• [Compito] Nella recensione qui sotto, riscrivi in forma più breve il paragrafo che comincia con "Innanzitutto, prima della loro esibizione", senza perdere i fatti principali.

Senonché questo 2010 ha visto la pubblicazione del nuovissimo Sisterworld, a segnare cioè un nuovo sincretismo fra configurazioni idee e metodi, latenti (o meno) su vari livelli lungo l’asse temporale della produzione Liars. A cosa puntano or ora, dunque? Uhm… Sembrerebbe che con quest’ultima opera abbian voluto indirizzare il tipo di sperimentazione fin qui caratteristico della loro vena (creativa) all’interno di topoi più mainstream – con tutti i vantaggi e le mortificazioni che ne conseguono.

Innanzitutto, prima della loro esibizione c’erano i Fol Chen: band di Los Angeles indie-pop, che non conoscevo prima del 13, e che ascoltando per rete con disattenzione – prima del concerto – m’aveva fatto sinceramente un po’ pena. Mi sono dovuto ricredere cinque minuti dopo l’inizio del live. Effettivamente l’ensemble, vestito con tanto di divisa in-tutina-rossa, che odiavo, ha mostrato un’abilità un po’ ruffiana ma del tutto particolare/unica nell’edificazione di “canzoncine” alt-pop dalle melodie eccentriche e sconnesse (dalla realtà) rivelatrici di un estro contrario a quello da me osservato sul maledetto youtube.

Ognuno pregnante a modo proprio, si mettevan in luce il batterista per una percussività incazzosa talvolta prevaricante su gli altri; la tastierista, bella sì, almeno da lontano, per un’aria svagata che raggiungeva immediatamente la prassi esecutiva – e che sbagliava, in video, quando m’avevano fatto schifo; poi c’era uno-che-suonava-la-tromba, bravissimo, e il leader chitarrista (possibile non mi ricordi di un quinto?), uhm… sìì… non male a sfangarsela.

Ma la cosa che più m’ha colpito è stato vedere quest’ultimi due accanto ai Liars, sul palco. Lì ho realizzato che un motivo ci doveva pur essere. E minchia se non c’era! A riprova delle loro doti strumentali s’infilavano fra i solchi alla chetichella e, per certi versi, amministravano con precisione chirurgica l’ambaradan post-punk/no wave ed ora anche indie-pop del conclamato marchio di fabbrica.

Ma è chiaro che il mattatore resta(va) pur sempre lui, Angus Andrew. Varie anime a questo punto visita(va)no il suo istrionismo, fra cui quella da me giammai notata di Jim Morrison. (Mentre, nel complesso, si facevano sempre più strada i Radiohead).

Che dire? M’erano piaciuti più tre anni fa, forse anche perché più freschi, considerando il dilagare attuale di tutto ciò che è out (che è comunque una contraddizione in termini). Ma non si può contemporaneamente negare la capacità della band nel trascinare vorticosamente il pubblico verso tutte quelle tendenze una volta devianti, ora addomesticate deliziosamente ad arte ed esibite con la stessa foga/passione di sempre per la gioia degli intellettuali, dei radical chic, dei pogatori e del formato canzone (standard?).

Meno speranzosi di prima, continueremo ad amarli.

• [Estratti dei dati]

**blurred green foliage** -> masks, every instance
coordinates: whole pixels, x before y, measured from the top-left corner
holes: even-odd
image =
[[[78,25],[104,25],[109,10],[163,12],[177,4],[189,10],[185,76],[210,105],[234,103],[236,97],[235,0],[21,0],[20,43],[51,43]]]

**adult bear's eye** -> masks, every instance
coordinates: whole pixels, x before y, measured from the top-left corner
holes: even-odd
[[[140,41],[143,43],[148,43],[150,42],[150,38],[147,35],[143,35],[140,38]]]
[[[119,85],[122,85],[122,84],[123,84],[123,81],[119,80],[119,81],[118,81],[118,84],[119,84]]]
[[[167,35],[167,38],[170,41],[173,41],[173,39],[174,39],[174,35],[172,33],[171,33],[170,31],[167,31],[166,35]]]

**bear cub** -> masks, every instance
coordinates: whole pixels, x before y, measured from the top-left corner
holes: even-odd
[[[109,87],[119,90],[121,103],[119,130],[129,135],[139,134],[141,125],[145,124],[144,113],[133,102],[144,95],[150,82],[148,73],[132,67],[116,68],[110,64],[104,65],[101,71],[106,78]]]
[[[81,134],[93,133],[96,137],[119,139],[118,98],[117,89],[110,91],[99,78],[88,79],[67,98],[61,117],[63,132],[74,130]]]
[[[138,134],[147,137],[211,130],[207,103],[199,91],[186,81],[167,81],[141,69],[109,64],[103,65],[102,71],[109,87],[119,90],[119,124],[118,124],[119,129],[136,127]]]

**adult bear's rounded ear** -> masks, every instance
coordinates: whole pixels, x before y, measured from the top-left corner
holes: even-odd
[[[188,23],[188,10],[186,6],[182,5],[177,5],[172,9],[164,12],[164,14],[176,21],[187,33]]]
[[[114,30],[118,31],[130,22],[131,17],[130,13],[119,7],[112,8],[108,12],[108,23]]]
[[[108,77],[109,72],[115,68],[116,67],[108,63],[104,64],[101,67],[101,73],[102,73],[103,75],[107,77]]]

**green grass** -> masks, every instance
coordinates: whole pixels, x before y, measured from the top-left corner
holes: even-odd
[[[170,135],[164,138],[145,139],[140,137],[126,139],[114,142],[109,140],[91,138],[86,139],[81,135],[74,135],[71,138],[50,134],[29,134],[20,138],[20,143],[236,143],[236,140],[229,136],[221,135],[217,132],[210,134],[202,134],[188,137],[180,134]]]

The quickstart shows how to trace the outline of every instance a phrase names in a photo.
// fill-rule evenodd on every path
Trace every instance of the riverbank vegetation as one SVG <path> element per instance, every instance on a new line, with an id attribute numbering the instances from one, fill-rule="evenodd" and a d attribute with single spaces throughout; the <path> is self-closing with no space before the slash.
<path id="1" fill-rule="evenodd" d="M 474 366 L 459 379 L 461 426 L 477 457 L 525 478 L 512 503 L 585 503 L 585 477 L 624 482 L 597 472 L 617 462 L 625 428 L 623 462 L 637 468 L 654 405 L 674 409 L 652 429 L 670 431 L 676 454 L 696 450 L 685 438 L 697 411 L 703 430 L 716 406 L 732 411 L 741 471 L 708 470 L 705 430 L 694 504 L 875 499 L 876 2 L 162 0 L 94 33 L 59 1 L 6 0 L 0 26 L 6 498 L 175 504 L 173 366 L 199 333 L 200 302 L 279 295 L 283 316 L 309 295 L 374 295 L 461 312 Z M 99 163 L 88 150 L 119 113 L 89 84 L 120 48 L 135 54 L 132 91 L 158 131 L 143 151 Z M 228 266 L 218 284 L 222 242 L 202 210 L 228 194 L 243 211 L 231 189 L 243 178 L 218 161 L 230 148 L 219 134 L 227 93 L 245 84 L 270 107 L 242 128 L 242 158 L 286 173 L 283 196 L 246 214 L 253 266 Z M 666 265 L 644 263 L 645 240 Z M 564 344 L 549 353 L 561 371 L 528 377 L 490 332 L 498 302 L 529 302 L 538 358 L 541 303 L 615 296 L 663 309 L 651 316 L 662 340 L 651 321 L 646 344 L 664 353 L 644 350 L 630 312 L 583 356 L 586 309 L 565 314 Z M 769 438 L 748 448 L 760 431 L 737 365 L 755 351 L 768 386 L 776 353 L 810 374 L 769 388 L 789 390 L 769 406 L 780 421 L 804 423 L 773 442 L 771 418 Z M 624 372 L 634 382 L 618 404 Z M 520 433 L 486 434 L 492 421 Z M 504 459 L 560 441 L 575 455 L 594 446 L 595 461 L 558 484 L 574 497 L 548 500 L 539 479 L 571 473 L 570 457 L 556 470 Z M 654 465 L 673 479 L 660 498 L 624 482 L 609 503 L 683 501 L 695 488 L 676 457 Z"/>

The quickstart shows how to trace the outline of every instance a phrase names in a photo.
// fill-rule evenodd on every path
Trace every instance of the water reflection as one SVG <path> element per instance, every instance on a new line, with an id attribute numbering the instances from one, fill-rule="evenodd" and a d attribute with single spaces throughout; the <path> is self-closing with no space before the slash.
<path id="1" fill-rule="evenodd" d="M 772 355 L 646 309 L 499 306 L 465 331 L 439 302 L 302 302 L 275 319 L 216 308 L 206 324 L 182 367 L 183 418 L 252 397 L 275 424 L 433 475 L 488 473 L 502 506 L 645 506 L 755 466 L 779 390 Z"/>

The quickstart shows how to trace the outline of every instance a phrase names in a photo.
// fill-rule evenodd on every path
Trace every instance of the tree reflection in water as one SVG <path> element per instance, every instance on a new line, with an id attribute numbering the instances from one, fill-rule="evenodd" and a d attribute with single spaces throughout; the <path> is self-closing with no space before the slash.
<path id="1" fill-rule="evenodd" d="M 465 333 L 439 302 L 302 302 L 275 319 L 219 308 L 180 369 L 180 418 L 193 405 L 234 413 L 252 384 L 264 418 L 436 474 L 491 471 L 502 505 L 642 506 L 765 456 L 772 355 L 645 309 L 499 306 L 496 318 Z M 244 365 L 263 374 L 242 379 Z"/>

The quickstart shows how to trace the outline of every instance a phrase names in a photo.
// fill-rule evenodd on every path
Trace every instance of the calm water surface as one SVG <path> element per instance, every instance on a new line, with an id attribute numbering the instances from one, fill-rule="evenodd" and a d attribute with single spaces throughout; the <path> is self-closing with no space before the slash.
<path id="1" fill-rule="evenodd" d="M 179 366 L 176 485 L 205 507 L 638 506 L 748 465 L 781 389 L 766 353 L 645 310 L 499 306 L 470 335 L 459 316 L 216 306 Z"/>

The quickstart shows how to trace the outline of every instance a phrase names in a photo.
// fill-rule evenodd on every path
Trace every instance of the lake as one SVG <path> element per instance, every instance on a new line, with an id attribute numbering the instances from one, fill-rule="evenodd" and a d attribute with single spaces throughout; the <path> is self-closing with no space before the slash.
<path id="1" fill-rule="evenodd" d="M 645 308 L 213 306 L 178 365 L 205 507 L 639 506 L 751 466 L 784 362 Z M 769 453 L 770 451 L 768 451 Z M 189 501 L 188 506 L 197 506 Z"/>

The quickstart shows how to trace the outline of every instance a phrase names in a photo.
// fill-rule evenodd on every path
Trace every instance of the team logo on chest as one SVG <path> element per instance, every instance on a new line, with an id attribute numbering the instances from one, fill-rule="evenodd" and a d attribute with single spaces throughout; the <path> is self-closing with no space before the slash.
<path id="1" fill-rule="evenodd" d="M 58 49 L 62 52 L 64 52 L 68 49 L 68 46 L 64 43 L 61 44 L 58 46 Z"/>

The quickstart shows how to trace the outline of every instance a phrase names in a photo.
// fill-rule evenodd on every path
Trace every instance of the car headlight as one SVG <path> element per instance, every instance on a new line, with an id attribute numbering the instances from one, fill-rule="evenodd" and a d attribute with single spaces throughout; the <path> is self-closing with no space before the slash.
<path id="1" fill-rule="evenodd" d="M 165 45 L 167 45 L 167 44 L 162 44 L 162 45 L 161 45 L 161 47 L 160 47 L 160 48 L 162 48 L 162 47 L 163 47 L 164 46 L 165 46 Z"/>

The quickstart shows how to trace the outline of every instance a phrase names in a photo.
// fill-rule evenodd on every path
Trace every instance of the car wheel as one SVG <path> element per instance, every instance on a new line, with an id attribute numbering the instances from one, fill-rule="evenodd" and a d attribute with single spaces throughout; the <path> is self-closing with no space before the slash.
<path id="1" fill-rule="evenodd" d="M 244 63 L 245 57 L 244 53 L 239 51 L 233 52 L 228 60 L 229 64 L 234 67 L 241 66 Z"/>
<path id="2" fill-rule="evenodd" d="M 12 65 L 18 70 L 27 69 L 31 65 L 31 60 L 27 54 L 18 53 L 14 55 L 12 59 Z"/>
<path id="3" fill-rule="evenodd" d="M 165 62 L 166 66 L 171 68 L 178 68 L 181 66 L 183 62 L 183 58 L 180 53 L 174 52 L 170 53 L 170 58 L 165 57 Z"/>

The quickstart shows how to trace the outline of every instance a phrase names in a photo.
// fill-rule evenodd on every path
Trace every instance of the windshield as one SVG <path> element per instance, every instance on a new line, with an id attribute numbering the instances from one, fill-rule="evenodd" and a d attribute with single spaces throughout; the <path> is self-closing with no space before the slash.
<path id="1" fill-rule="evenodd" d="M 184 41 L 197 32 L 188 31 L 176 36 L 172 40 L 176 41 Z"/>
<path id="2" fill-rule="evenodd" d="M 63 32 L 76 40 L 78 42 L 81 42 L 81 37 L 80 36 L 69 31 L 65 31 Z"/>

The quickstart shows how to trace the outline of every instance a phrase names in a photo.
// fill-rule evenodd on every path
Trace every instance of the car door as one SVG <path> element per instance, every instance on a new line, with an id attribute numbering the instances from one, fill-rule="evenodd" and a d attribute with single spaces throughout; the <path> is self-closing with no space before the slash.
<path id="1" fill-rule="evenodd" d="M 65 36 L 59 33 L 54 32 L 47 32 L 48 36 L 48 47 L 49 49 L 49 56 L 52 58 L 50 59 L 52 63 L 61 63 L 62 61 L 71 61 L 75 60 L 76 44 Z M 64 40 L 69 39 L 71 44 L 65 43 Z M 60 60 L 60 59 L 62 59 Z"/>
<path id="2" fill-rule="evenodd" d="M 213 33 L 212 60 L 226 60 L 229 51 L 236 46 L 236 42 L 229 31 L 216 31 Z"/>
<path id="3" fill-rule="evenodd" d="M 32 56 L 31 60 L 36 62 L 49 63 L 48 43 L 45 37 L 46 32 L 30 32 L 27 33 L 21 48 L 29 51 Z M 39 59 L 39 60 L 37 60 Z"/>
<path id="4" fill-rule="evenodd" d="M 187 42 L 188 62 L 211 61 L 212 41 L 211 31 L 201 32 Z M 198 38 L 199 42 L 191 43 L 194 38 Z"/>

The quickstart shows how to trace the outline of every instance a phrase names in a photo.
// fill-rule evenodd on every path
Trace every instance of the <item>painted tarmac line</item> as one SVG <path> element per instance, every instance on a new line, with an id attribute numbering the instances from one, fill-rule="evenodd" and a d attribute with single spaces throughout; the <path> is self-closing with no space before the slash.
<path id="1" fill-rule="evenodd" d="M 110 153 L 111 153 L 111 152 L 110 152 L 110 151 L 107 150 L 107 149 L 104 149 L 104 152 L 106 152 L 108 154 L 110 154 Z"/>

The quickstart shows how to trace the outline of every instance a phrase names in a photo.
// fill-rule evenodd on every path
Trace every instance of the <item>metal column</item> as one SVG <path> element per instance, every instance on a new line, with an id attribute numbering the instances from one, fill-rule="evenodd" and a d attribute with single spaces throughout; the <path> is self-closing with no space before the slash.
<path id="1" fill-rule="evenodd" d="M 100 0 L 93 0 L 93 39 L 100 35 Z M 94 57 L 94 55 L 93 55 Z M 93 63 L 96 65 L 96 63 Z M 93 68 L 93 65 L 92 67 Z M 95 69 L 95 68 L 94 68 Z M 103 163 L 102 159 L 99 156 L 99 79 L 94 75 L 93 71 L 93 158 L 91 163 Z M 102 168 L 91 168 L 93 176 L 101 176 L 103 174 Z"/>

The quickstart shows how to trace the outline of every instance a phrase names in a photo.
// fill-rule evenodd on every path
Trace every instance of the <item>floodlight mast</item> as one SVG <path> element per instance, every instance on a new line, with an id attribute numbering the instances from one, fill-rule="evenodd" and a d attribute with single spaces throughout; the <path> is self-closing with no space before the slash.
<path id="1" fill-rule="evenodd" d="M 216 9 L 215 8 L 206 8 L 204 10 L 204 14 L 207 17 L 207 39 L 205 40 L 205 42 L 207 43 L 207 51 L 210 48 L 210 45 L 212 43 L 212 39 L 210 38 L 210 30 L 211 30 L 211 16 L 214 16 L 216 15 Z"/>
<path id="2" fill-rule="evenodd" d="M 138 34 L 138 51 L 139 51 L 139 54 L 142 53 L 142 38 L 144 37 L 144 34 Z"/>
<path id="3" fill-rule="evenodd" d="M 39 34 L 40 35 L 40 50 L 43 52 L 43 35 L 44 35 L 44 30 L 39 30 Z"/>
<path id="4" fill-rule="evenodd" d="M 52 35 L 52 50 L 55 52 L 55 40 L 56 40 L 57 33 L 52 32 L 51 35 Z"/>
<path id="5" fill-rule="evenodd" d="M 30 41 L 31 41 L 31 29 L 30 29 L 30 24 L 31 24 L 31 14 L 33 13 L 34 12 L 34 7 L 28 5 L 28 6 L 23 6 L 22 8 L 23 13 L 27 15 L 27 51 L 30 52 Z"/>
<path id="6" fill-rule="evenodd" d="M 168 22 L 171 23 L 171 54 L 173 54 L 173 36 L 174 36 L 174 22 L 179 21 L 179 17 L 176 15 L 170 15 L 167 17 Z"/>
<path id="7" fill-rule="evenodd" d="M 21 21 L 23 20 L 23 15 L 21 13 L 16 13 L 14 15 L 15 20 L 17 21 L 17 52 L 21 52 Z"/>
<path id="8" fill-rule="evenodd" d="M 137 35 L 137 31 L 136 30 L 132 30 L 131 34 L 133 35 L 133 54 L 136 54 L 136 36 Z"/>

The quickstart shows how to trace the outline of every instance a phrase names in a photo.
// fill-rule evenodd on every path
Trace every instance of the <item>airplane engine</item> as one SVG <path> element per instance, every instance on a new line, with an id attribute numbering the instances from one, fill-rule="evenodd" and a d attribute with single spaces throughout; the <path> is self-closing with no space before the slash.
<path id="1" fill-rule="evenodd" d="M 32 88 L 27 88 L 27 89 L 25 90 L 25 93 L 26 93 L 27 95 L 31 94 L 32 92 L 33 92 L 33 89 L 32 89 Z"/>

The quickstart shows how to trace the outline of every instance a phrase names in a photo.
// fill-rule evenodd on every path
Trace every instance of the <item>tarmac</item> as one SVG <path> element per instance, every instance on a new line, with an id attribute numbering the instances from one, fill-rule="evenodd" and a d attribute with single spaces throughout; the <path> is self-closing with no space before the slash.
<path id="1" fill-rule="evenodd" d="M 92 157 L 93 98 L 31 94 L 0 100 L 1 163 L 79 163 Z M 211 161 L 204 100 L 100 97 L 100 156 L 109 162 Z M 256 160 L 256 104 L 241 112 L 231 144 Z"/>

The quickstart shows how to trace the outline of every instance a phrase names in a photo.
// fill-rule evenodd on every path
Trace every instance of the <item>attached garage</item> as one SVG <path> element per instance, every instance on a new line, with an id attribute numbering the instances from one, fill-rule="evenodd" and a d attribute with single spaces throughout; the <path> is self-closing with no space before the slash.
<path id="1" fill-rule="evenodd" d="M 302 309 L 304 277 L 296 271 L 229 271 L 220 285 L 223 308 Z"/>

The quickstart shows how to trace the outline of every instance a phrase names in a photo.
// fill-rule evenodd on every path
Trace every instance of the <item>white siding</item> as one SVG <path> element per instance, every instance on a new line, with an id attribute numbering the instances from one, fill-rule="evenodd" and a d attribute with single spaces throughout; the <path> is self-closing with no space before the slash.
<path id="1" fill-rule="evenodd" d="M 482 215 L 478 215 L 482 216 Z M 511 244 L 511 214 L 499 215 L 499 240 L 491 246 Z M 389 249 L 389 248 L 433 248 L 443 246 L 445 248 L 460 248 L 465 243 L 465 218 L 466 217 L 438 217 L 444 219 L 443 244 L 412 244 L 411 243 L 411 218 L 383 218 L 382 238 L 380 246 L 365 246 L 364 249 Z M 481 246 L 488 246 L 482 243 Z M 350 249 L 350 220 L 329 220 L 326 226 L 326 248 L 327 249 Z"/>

• [Risposta corretta] Prima dei Liars suonarono i Fol Chen, band indie-pop di Los Angeles che chi scrive non conosceva prima del 13. Un ascolto distratto in rete prima del concerto aveva dato un'impressione pessima, smentita però già cinque minuti dopo l'inizio del live. Il gruppo, in tutine rosse odiate da chi scrive, mostrò un'abilità un po' ruffiana ma unica nel costruire "canzoncine" alt-pop dalle melodie eccentriche e sconnesse. Ne emerse un estro opposto a quello visto su YouTube.